» Problem
Set down all of the records exactly, leaving none out.

» Dataset

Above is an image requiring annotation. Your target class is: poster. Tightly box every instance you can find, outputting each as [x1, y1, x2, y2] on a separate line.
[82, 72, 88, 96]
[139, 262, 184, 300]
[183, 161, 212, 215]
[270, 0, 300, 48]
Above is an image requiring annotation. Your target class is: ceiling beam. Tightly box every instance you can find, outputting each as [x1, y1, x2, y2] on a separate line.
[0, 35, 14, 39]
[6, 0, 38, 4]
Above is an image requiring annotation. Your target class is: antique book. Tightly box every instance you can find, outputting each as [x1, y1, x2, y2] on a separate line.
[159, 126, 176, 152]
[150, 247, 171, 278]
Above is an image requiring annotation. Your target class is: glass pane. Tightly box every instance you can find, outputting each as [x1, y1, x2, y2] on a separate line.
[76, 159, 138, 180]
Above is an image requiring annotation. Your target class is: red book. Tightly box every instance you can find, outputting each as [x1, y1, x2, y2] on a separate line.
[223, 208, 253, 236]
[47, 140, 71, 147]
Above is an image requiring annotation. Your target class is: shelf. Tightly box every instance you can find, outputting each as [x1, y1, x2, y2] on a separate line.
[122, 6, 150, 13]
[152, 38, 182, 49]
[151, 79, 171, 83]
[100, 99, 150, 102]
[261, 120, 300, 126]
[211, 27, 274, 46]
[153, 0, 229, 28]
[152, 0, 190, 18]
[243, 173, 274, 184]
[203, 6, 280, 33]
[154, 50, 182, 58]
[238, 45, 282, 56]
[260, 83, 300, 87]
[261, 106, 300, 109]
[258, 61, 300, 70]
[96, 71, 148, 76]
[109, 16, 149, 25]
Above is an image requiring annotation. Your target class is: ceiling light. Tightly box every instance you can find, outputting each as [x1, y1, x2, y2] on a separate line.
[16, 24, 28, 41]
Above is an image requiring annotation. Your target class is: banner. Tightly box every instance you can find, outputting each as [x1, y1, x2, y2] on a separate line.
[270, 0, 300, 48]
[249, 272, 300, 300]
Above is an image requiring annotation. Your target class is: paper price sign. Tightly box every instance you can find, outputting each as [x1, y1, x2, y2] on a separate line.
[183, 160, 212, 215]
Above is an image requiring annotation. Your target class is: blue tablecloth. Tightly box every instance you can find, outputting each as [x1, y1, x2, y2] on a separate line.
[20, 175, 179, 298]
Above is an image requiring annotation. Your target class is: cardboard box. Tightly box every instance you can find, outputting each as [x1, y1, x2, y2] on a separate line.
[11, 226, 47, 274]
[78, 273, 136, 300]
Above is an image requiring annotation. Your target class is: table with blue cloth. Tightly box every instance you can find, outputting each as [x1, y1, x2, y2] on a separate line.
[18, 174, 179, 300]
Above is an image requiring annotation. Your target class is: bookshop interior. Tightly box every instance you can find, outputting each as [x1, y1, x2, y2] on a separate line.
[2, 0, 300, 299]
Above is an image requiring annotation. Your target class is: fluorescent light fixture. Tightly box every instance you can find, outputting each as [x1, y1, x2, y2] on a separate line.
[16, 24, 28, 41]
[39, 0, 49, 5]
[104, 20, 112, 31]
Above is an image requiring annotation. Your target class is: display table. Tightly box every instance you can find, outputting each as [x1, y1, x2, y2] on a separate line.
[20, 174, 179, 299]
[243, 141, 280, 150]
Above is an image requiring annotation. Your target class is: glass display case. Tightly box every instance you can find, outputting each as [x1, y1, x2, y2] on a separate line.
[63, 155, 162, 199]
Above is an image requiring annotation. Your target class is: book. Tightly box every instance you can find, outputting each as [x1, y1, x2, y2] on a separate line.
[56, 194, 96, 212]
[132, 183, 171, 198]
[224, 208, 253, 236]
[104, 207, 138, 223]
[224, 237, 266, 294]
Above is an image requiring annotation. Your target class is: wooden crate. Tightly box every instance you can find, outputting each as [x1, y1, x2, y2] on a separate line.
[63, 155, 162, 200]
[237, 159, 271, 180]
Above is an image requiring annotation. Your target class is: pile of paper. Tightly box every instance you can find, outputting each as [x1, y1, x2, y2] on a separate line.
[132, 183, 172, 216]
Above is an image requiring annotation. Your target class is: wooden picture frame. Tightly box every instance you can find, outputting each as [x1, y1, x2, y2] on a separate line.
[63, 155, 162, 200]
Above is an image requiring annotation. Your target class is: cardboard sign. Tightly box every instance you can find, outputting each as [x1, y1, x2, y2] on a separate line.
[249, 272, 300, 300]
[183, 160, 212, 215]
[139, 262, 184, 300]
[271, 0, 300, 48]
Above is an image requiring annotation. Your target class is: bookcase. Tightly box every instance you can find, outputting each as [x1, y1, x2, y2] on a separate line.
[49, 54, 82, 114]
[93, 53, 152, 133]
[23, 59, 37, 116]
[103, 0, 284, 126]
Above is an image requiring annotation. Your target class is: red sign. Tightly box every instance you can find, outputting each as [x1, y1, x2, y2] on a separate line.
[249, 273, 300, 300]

» Exercise response
Above is an image requiring annotation. Your target class is: poster. Tightly box every instance you can find, outputting each as [x1, y1, x2, y2] on a separate line.
[82, 72, 88, 96]
[139, 262, 184, 300]
[183, 161, 212, 215]
[270, 0, 300, 48]
Above is an image requiring annotation. Your target class is: ceiling beam. Tightly box every instance you can find, outputting each as [x1, y1, x2, y2] on a separate line.
[0, 35, 14, 39]
[6, 0, 38, 4]
Above is an image requiring annotation. Your target class is: antique book. Tightly box every instance you can find, outputting each as [x1, y1, x2, y2] on a separate line.
[159, 126, 176, 152]
[150, 247, 171, 278]
Above is an image requiring annotation. Your target class is: glass pane. Tightly box every instance you can find, outputting each as [x1, y1, x2, y2] on a separate line.
[76, 159, 138, 180]
Above is an image requiring annotation. Your target class is: red book. Tightly box every instance you can find, outputting each as [x1, y1, x2, y2] on a separate line.
[223, 208, 253, 236]
[47, 140, 71, 147]
Above is an image requiring annotation. Your target class is: shelf. Tightly box every instance you can find, outputting each as [x1, y1, x2, y2] on a separate line.
[122, 6, 150, 13]
[152, 38, 182, 49]
[151, 79, 171, 83]
[100, 99, 150, 102]
[261, 120, 300, 126]
[211, 27, 274, 46]
[153, 0, 229, 28]
[152, 0, 190, 18]
[243, 173, 274, 184]
[203, 6, 280, 33]
[154, 50, 182, 58]
[238, 45, 282, 56]
[260, 83, 300, 87]
[261, 106, 300, 109]
[258, 61, 300, 70]
[96, 71, 148, 76]
[109, 16, 149, 25]
Above is an image requiring annotation. Your target class is: ceiling light. Tightly box every instance you can find, outputting each as [x1, y1, x2, y2] on a separate line.
[16, 24, 28, 41]
Above is an image requiring annotation. Your target class is: banner. Tightly box every instance you can find, outputting each as [x1, y1, x2, y2] on a separate line.
[270, 0, 300, 48]
[249, 272, 300, 300]
Above is an image requiring annotation. Your target class is: paper price sign. Tightly box every instance you can find, outputting each as [x1, y1, x2, y2] on a separate line.
[183, 160, 212, 215]
Above is an image requiring annotation. Your target class is: blue tablecloth. Tightly box every instance you can find, outputting each as [x1, y1, x2, y2] on a separate line.
[20, 175, 179, 298]
Above is an image requiring annotation. Your target class is: cardboard box. Tightly box every instance you can find, outputting each as [x1, y1, x2, y2] on a separate line.
[11, 226, 47, 274]
[78, 273, 136, 300]
Above is an image requiring annotation. Your target class is: table with blue cloth. Tightly box every instance you can find, outputting each as [x1, y1, x2, y2] on a separate line.
[18, 174, 179, 300]
Above is an image requiring annotation. Your target class is: bookshop interior. Tightly box every instance you can find, outputting each as [x1, y1, x2, y2] on a separate line.
[2, 0, 300, 299]
Above is an image requiring annotation. Your target class is: fluorescent light fixture. Tightly box every instance you can find, outputting each as [x1, y1, x2, y2] on a separate line.
[16, 24, 28, 41]
[39, 0, 49, 5]
[104, 20, 112, 31]
Above is an image requiring annotation. Your target class is: display table. Tightly box every instance you can find, outputting each as [x1, y1, x2, y2] on a separate line.
[20, 174, 179, 299]
[243, 141, 280, 150]
Above is an image requiring annotation. Your target class is: glass display case. Tightly box every instance you can find, outputting each as [x1, y1, x2, y2] on a separate line.
[63, 155, 162, 199]
Above is an image requiring annotation. Your target class is: book. Tightly box every instance you can find, outputting each as [x1, y1, x2, y2] on a separate line.
[56, 194, 96, 212]
[132, 183, 171, 198]
[224, 208, 253, 236]
[104, 207, 138, 223]
[224, 237, 266, 294]
Above is an image requiring annotation. Your target class is: wooden crate. Tightly box every instance you can find, outputting each as [x1, y1, x2, y2] on a separate line.
[63, 155, 162, 200]
[237, 159, 271, 180]
Above is an image requiring annotation. Your target class is: pile of paper. Tightly box every instance you can find, outputting each as [x1, y1, x2, y2] on a separate line.
[132, 183, 172, 216]
Above is an image requiring annotation. Your target class is: wooden picture frame. Tightly box every instance you can find, outputting each as [x1, y1, x2, y2] on a separate line.
[63, 155, 162, 200]
Above is an image requiring annotation. Your target class is: cardboard sign. Tightly box every instance you can find, outputting each as [x1, y1, x2, y2] on a separate line.
[249, 272, 300, 300]
[183, 160, 212, 215]
[139, 262, 184, 300]
[271, 0, 300, 48]
Above is an image requiring annotation. Your target class is: bookcase. Tightly box every instance you can find, outputting each as [x1, y1, x2, y2] on a separate line.
[49, 54, 82, 114]
[93, 53, 152, 133]
[23, 59, 37, 116]
[103, 0, 284, 126]
Above is an image requiring annotation. Your target class is: red sign. Tightly box every instance you can find, outputting each as [x1, y1, x2, y2] on a separate line.
[249, 273, 300, 300]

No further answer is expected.